Information supplied:
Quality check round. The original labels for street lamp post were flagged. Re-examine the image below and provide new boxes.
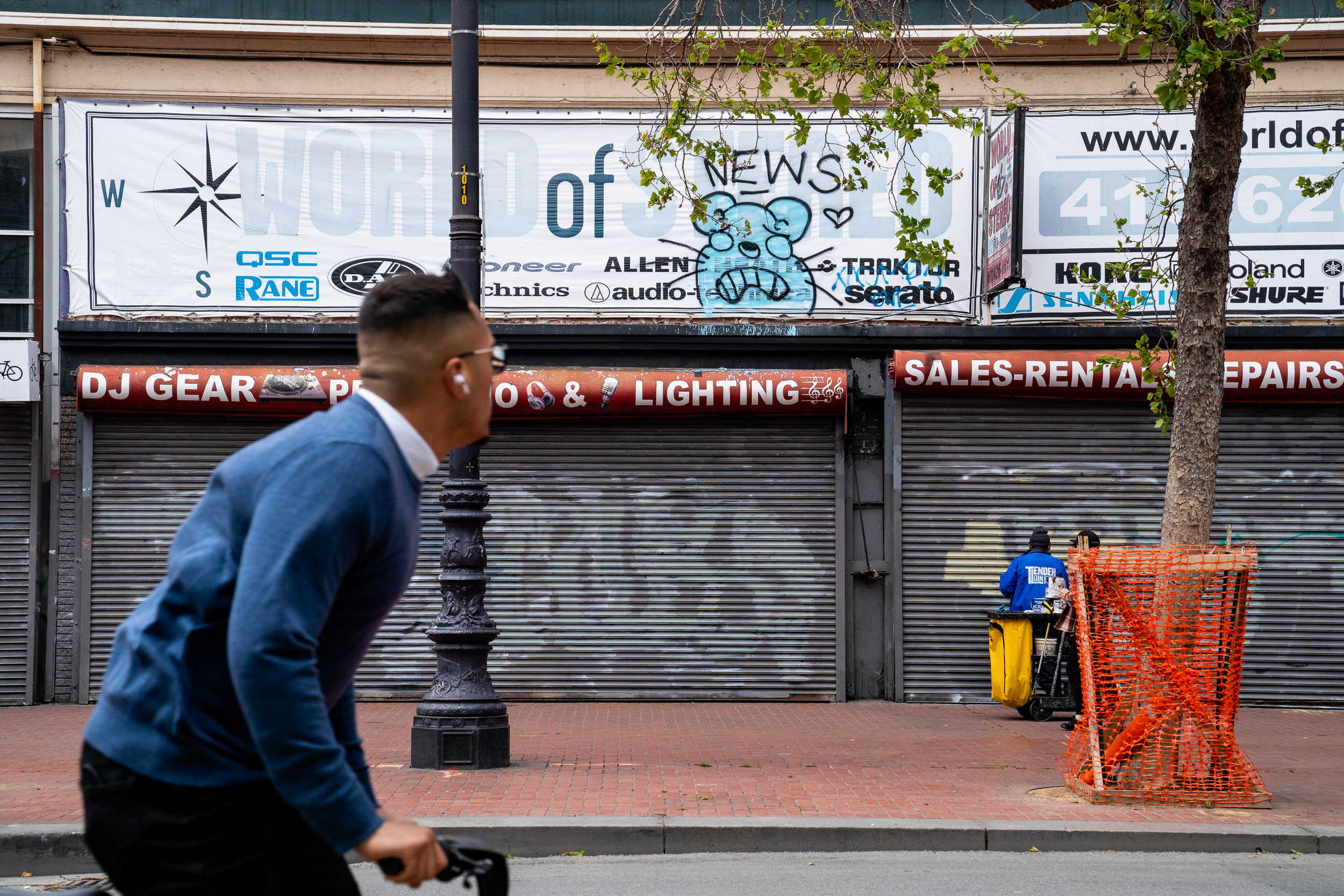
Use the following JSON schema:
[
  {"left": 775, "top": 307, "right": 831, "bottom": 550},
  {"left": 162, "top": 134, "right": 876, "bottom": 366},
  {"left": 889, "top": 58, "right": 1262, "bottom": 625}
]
[{"left": 411, "top": 0, "right": 510, "bottom": 769}]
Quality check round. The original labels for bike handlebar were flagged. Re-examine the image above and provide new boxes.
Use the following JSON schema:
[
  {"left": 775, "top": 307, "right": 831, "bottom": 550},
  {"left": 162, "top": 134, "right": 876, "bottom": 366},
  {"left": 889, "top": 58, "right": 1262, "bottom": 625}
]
[{"left": 378, "top": 834, "right": 508, "bottom": 896}]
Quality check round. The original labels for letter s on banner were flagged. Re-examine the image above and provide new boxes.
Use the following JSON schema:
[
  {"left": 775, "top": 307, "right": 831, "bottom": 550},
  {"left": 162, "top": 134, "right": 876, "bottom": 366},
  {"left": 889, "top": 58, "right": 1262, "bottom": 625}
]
[
  {"left": 145, "top": 374, "right": 172, "bottom": 402},
  {"left": 906, "top": 357, "right": 924, "bottom": 385},
  {"left": 495, "top": 383, "right": 518, "bottom": 407},
  {"left": 83, "top": 372, "right": 108, "bottom": 398}
]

Task to carry out: Reproduce the data above word for word, starting at the line that contains "Quality check round. The original labels for bike" and ending at the last line of the data, with both of those lines included.

Completed task:
Quality check round. The original labels for bike handlebar were flagged. Re-examine the image above and provide new boxes.
Use the following JSON schema:
[
  {"left": 775, "top": 307, "right": 831, "bottom": 550},
  {"left": 162, "top": 134, "right": 876, "bottom": 366},
  {"left": 889, "top": 58, "right": 1262, "bottom": 625}
]
[{"left": 378, "top": 834, "right": 508, "bottom": 896}]
Quality check round. The original labels for letter s on banner were flagged. Re-examine the image above and provide new boxes.
Use the following JSON schema:
[
  {"left": 775, "top": 307, "right": 831, "bottom": 550},
  {"left": 162, "top": 134, "right": 876, "bottom": 366},
  {"left": 889, "top": 58, "right": 1262, "bottom": 625}
]
[
  {"left": 145, "top": 374, "right": 172, "bottom": 402},
  {"left": 906, "top": 357, "right": 924, "bottom": 385},
  {"left": 495, "top": 383, "right": 518, "bottom": 407},
  {"left": 83, "top": 372, "right": 108, "bottom": 398}
]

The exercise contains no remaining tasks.